Rows from a dataset

######

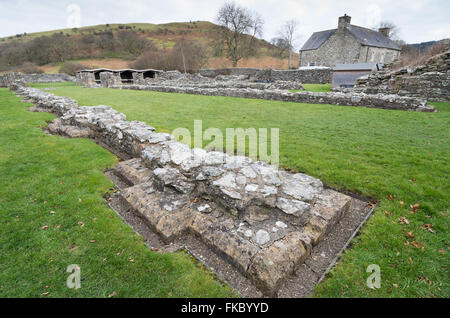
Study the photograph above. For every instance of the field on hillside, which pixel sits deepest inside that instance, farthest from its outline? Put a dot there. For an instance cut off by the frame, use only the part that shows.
(163, 36)
(397, 158)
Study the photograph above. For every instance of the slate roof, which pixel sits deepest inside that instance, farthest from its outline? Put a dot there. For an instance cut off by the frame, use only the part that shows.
(317, 39)
(362, 35)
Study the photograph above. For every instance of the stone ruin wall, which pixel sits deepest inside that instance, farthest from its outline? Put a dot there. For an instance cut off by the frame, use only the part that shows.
(310, 76)
(430, 81)
(382, 101)
(264, 221)
(9, 78)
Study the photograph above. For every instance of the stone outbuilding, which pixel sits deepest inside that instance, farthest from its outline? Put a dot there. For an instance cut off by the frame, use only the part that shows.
(348, 44)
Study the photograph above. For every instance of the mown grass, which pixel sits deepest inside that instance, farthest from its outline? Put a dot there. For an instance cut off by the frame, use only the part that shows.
(40, 174)
(398, 158)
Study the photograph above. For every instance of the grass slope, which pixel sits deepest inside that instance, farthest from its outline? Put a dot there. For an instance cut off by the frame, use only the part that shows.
(397, 157)
(40, 174)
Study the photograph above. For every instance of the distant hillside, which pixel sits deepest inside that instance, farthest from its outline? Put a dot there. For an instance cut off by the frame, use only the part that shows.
(99, 45)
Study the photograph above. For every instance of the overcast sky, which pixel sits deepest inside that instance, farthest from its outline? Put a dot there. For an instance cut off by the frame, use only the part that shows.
(419, 20)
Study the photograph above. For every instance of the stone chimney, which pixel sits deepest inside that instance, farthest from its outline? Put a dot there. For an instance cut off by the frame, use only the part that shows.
(385, 31)
(344, 21)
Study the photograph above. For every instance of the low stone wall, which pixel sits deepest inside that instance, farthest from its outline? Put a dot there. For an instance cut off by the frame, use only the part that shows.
(7, 79)
(47, 78)
(86, 79)
(311, 76)
(262, 220)
(236, 71)
(430, 81)
(335, 98)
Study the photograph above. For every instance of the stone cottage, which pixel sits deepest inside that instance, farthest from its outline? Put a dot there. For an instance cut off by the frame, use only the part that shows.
(348, 44)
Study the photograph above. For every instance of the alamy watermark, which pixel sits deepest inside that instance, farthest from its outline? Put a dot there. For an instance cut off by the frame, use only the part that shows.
(237, 141)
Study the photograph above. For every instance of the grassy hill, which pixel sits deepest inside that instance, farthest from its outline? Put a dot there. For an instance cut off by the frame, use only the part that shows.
(163, 36)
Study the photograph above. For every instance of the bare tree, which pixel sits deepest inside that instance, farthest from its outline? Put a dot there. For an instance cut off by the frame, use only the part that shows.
(287, 34)
(238, 28)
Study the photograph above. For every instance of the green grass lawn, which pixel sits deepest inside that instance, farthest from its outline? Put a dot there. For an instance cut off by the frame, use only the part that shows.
(40, 174)
(399, 158)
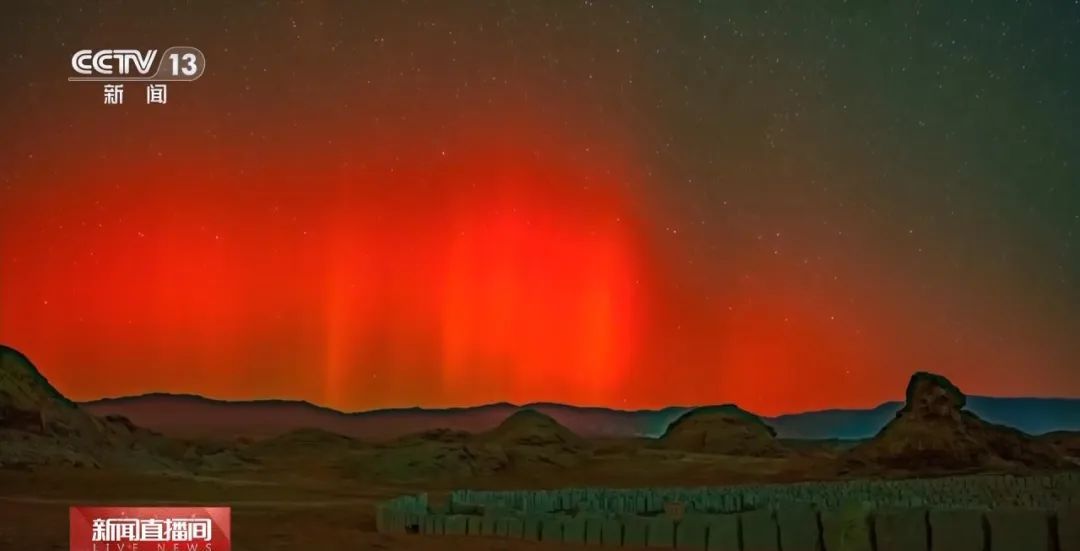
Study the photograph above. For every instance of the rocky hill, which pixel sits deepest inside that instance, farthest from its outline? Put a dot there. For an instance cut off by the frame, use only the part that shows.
(934, 432)
(724, 429)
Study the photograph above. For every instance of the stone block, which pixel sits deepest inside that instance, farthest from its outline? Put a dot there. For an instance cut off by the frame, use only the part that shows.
(724, 533)
(488, 526)
(635, 532)
(848, 528)
(759, 531)
(798, 528)
(594, 528)
(530, 528)
(551, 529)
(661, 533)
(901, 529)
(574, 529)
(611, 533)
(1020, 529)
(433, 524)
(473, 525)
(692, 533)
(1068, 528)
(456, 525)
(957, 531)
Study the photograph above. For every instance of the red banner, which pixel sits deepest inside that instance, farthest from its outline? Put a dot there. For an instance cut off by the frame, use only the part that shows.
(149, 528)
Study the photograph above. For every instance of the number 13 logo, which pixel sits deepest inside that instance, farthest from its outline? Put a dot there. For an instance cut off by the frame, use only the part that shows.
(184, 64)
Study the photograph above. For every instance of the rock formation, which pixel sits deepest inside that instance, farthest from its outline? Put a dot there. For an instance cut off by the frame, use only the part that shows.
(933, 432)
(724, 429)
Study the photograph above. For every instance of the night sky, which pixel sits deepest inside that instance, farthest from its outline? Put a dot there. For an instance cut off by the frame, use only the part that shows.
(790, 205)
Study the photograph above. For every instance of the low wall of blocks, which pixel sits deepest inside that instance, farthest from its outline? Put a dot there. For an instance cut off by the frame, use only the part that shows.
(961, 513)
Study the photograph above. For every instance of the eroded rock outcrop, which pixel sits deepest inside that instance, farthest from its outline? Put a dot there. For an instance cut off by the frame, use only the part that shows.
(933, 431)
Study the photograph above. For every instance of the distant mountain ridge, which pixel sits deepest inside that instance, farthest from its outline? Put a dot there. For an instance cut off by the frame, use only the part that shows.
(194, 415)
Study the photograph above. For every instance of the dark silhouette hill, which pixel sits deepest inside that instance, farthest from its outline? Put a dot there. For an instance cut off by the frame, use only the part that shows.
(934, 431)
(39, 427)
(724, 429)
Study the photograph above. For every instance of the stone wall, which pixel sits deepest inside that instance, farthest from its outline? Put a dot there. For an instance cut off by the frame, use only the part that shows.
(995, 513)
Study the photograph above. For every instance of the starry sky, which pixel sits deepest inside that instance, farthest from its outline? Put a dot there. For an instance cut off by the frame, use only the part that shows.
(790, 205)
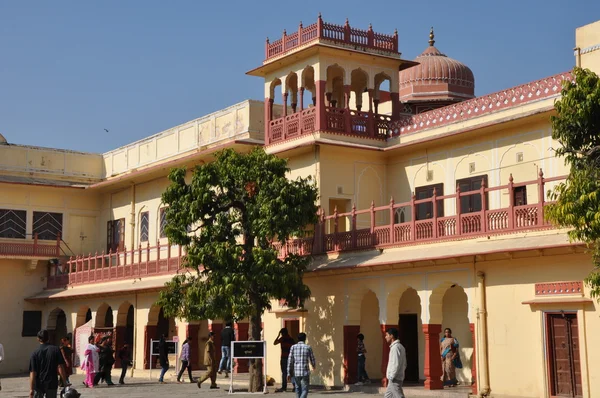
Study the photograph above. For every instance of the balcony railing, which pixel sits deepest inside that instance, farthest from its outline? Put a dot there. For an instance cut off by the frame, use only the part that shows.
(29, 248)
(342, 34)
(376, 227)
(120, 265)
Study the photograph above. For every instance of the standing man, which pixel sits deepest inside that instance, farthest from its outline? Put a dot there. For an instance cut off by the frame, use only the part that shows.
(227, 336)
(286, 342)
(43, 364)
(396, 365)
(210, 360)
(300, 356)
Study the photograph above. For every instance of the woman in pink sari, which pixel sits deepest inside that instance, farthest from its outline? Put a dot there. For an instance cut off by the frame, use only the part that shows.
(90, 363)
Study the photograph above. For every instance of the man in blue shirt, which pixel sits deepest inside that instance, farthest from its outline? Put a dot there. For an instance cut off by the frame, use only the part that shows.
(301, 355)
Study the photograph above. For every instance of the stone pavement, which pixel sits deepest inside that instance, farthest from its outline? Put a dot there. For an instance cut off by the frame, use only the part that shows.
(18, 387)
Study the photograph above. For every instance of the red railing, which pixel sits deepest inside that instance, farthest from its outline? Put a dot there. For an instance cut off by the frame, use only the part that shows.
(126, 264)
(343, 34)
(18, 248)
(539, 89)
(379, 226)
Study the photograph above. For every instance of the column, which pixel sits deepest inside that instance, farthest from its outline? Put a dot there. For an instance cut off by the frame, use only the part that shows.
(350, 356)
(433, 362)
(473, 359)
(385, 353)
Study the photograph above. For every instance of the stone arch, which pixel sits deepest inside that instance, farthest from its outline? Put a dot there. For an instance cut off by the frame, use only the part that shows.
(104, 317)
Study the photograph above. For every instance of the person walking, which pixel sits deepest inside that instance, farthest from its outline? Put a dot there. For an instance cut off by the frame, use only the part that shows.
(210, 360)
(185, 360)
(91, 362)
(286, 342)
(163, 358)
(1, 360)
(301, 355)
(125, 357)
(396, 365)
(363, 377)
(227, 336)
(43, 365)
(67, 353)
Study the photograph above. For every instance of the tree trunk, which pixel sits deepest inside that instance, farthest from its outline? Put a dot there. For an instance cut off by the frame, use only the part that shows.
(256, 365)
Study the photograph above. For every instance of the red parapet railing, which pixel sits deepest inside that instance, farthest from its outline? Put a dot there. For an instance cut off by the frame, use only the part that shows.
(380, 228)
(120, 265)
(539, 89)
(18, 248)
(342, 34)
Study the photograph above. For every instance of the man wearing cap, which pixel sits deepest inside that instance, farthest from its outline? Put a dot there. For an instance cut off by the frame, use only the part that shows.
(210, 360)
(44, 362)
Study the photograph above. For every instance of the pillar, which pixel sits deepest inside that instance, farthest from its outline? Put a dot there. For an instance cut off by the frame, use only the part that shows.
(473, 360)
(433, 361)
(191, 331)
(350, 356)
(385, 353)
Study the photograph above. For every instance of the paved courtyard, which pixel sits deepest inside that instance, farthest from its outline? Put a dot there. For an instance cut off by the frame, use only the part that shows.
(17, 386)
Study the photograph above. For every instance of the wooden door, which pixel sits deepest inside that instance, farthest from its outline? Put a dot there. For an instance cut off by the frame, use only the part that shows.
(409, 338)
(563, 355)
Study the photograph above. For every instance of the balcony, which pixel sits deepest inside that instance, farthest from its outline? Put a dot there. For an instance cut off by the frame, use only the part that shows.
(321, 31)
(342, 232)
(29, 248)
(121, 265)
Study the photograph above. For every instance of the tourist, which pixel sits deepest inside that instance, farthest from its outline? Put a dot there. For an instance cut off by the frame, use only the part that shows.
(286, 342)
(91, 363)
(43, 364)
(363, 377)
(1, 360)
(185, 361)
(125, 357)
(210, 360)
(163, 358)
(301, 355)
(450, 358)
(67, 353)
(396, 365)
(227, 336)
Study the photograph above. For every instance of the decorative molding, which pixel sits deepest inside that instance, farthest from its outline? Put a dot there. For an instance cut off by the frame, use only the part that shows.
(558, 288)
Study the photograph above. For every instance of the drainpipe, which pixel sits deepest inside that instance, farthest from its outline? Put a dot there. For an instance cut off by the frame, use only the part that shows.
(484, 388)
(132, 217)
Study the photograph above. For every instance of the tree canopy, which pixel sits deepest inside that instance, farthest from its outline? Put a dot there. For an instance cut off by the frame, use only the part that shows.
(228, 218)
(576, 127)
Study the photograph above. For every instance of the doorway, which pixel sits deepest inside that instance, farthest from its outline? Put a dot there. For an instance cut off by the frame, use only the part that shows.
(409, 338)
(562, 344)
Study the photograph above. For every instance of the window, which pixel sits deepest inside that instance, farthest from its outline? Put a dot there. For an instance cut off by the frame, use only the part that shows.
(115, 235)
(47, 226)
(425, 210)
(520, 196)
(13, 223)
(144, 226)
(472, 203)
(32, 323)
(163, 222)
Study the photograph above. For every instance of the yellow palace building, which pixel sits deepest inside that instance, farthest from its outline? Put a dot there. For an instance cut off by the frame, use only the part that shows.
(432, 216)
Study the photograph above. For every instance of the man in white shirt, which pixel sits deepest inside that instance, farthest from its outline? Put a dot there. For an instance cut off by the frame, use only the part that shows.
(396, 365)
(1, 360)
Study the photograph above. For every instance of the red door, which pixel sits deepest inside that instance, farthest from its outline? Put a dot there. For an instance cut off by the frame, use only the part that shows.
(563, 354)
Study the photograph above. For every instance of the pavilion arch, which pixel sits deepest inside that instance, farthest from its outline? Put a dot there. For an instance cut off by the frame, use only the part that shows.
(335, 86)
(84, 315)
(104, 317)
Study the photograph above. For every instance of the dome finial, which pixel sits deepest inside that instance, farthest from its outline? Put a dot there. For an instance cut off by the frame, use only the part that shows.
(431, 36)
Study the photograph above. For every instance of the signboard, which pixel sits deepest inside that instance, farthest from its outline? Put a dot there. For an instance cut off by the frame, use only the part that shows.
(171, 347)
(248, 349)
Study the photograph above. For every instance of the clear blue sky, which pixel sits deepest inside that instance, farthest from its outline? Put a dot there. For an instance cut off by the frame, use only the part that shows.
(70, 69)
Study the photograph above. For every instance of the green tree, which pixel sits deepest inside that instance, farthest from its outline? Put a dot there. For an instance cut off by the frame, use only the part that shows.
(236, 208)
(576, 127)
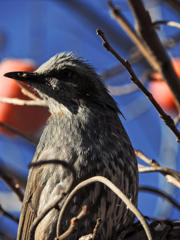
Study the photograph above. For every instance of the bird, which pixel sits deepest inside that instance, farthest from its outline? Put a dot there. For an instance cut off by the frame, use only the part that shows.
(85, 131)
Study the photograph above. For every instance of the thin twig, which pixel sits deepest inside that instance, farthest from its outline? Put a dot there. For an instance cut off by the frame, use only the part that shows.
(21, 102)
(95, 230)
(17, 132)
(172, 176)
(56, 202)
(177, 119)
(12, 184)
(126, 89)
(166, 118)
(148, 34)
(160, 193)
(118, 16)
(116, 190)
(136, 56)
(5, 213)
(74, 222)
(168, 23)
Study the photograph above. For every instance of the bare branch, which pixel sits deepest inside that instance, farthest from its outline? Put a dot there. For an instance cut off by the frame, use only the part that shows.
(160, 193)
(12, 184)
(117, 191)
(172, 176)
(5, 213)
(147, 32)
(166, 118)
(74, 222)
(118, 16)
(168, 23)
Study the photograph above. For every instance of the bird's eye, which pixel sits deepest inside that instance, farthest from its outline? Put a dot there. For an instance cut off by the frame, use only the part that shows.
(67, 73)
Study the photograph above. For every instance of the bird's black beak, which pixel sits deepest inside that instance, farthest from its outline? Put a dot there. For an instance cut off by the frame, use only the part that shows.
(26, 77)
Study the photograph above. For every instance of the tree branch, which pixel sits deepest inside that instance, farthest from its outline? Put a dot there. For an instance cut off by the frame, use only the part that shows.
(166, 118)
(12, 184)
(162, 61)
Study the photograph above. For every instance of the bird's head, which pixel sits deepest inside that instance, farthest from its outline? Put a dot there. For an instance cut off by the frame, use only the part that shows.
(67, 80)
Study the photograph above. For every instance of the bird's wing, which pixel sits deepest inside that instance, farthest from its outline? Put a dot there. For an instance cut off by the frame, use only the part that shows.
(37, 194)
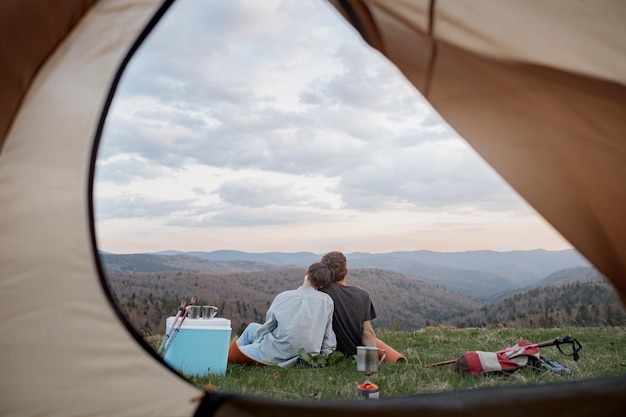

######

• **WHAT YOU ARE ASKED TO DO**: Show every line of the entries above that contains the word "bare".

• **RESULT OF THIS TASK**:
Study the photograph above. For every instance of the bare tree, which pixel sits deepest inside that instance, farthest from its outline? Put a dot there. For an instance cut off by the frame, use only the part that shows.
Study the photograph above. For every instance of the bare branch, which pixel sits deepest inside that instance, farthest from its outline? Put a dot there. For an instance cut off by the frame, use only the part that shows.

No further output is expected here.